Work request:
Can you copy the brown tree snake passage from "Bruce Jayne, Sciencemag.org" to "to get creative.", substituting "seaports" for "airports"?

Bruce Jayne, Sciencemag.org
Yeah. They can stand up now.

Hilariously, at this point much of the anti-snake efforts are devoted to trying to keep the damned things on Guam so they don't take over the rest of the world. They actually run spotlights along the fences at airports to make sure snakes don't sneak in and then stow away on a plane to end up some place politicians actually care about, like Hawaii. We're pretty sure they're this close to just fencing off the whole island and declaring it a snake prison, like a reptilian Escape from New York. Clearly, it was time to get creative.

The snakes, as it turns out, have a weakness: A mere 80 milligrams of acetaminophen, the active ingredient in Tylenol, is 100 percent deadly to a brown tree snake. For comparison, a normal human adult dosage is about 1,000 milligrams. The acetaminophen interferes with the snake's blood, disrupting its ability to carry oxygen.

Get the truck -- we're goin' snake huntin', bitches!"

Given data:
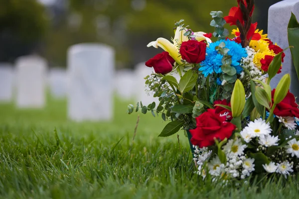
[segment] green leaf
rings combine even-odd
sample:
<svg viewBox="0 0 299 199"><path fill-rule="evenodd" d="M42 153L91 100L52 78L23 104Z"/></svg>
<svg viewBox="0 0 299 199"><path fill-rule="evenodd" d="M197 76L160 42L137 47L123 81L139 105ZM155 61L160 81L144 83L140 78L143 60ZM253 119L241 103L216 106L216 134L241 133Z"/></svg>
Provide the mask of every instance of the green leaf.
<svg viewBox="0 0 299 199"><path fill-rule="evenodd" d="M143 106L142 108L141 109L141 112L144 114L147 114L147 112L148 112L148 107L146 106Z"/></svg>
<svg viewBox="0 0 299 199"><path fill-rule="evenodd" d="M192 113L194 104L175 104L171 109L171 112L180 114Z"/></svg>
<svg viewBox="0 0 299 199"><path fill-rule="evenodd" d="M223 108L224 108L225 109L228 109L228 110L229 110L230 111L232 111L232 108L231 108L230 106L226 105L223 105L223 104L220 104L220 103L218 103L217 104L215 104L214 105L214 106L220 106L222 107Z"/></svg>
<svg viewBox="0 0 299 199"><path fill-rule="evenodd" d="M261 87L258 87L256 88L255 97L259 103L264 106L270 109L270 101L268 100L268 95L265 90Z"/></svg>
<svg viewBox="0 0 299 199"><path fill-rule="evenodd" d="M154 114L154 112L153 112L153 110L152 110L152 110L150 111L150 112L151 112L151 114L152 115L152 116L153 116L154 117L155 117L155 114Z"/></svg>
<svg viewBox="0 0 299 199"><path fill-rule="evenodd" d="M189 70L182 77L179 83L179 90L181 93L186 93L192 90L198 78L197 71L195 72Z"/></svg>
<svg viewBox="0 0 299 199"><path fill-rule="evenodd" d="M270 163L270 160L266 156L262 153L249 153L248 156L250 158L254 159L254 168L256 173L264 173L265 170L263 167L263 165L269 164Z"/></svg>
<svg viewBox="0 0 299 199"><path fill-rule="evenodd" d="M237 117L242 114L245 105L245 90L242 82L237 79L235 83L232 97L231 106L233 117Z"/></svg>
<svg viewBox="0 0 299 199"><path fill-rule="evenodd" d="M184 121L172 121L164 127L159 137L168 137L176 133L183 126Z"/></svg>
<svg viewBox="0 0 299 199"><path fill-rule="evenodd" d="M272 101L271 87L270 87L270 85L267 84L264 82L262 82L261 80L253 80L254 81L255 81L259 84L260 84L262 86L263 86L264 89L265 90L265 91L266 91L266 92L267 93L269 101Z"/></svg>
<svg viewBox="0 0 299 199"><path fill-rule="evenodd" d="M291 49L293 63L298 79L299 79L299 23L294 14L292 13L288 25L288 38L289 44L294 46Z"/></svg>
<svg viewBox="0 0 299 199"><path fill-rule="evenodd" d="M162 78L162 80L166 80L169 84L173 85L177 89L178 88L178 83L177 83L175 78L174 78L173 76L171 76L171 75L166 75Z"/></svg>
<svg viewBox="0 0 299 199"><path fill-rule="evenodd" d="M251 96L254 106L261 115L264 115L264 106L261 105L258 102L255 97L256 84L252 80L250 80L250 89L251 90Z"/></svg>
<svg viewBox="0 0 299 199"><path fill-rule="evenodd" d="M269 75L268 82L270 81L276 75L282 65L282 52L278 53L274 57L271 63L269 65L268 73Z"/></svg>
<svg viewBox="0 0 299 199"><path fill-rule="evenodd" d="M236 125L237 128L236 129L235 131L236 132L241 132L241 130L242 130L241 116L234 117L231 121L231 123Z"/></svg>
<svg viewBox="0 0 299 199"><path fill-rule="evenodd" d="M164 121L166 121L166 114L164 113L162 113L162 119L163 119Z"/></svg>
<svg viewBox="0 0 299 199"><path fill-rule="evenodd" d="M245 103L245 106L244 109L242 113L243 117L245 118L248 116L249 116L250 113L254 108L254 103L253 102L253 100L252 99L252 95L250 96L249 98L247 98L246 102Z"/></svg>
<svg viewBox="0 0 299 199"><path fill-rule="evenodd" d="M211 103L210 103L208 101L205 101L204 100L198 100L198 101L199 101L200 103L203 104L204 105L205 105L206 106L208 106L209 108L214 109L213 104L212 104Z"/></svg>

The completed task:
Bruce Jayne, Sciencemag.org
Yeah. They can stand up now.

Hilariously, at this point much of the anti-snake efforts are devoted to trying to keep the damned things on Guam so they don't take over the rest of the world. They actually run spotlights along the fences at seaports to make sure snakes don't sneak in and then stow away on a plane to end up some place politicians actually care about, like Hawaii. We're pretty sure they're this close to just fencing off the whole island and declaring it a snake prison, like a reptilian Escape from New York. Clearly, it was time to get creative.